Which lines of the data below contain the word "Target"? Pick out each one and copy it in full, treating uppercase and lowercase as different.
═════ Supplied information
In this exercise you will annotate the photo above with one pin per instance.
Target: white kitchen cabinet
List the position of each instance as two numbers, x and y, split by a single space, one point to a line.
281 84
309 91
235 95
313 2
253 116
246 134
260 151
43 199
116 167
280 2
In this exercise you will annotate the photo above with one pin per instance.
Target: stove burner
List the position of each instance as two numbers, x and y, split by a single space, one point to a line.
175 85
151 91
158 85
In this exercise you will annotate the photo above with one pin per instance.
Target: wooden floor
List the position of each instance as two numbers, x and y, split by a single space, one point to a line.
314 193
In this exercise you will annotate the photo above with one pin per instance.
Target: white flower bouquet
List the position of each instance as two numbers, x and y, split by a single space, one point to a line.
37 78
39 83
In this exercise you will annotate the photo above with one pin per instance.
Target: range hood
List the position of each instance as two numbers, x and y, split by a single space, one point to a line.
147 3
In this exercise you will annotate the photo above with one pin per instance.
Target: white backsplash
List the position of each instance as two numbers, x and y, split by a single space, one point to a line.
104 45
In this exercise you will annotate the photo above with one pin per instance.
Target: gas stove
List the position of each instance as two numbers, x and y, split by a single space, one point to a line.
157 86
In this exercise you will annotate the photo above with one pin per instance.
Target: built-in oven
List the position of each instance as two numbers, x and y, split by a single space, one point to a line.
══════════
*Solution to the problem*:
Target: white kitchen cabinet
Target: stove burner
Target: wooden floor
Target: white flower bouquet
Target: range hood
Target: white backsplash
Target: gas stove
Target: built-in oven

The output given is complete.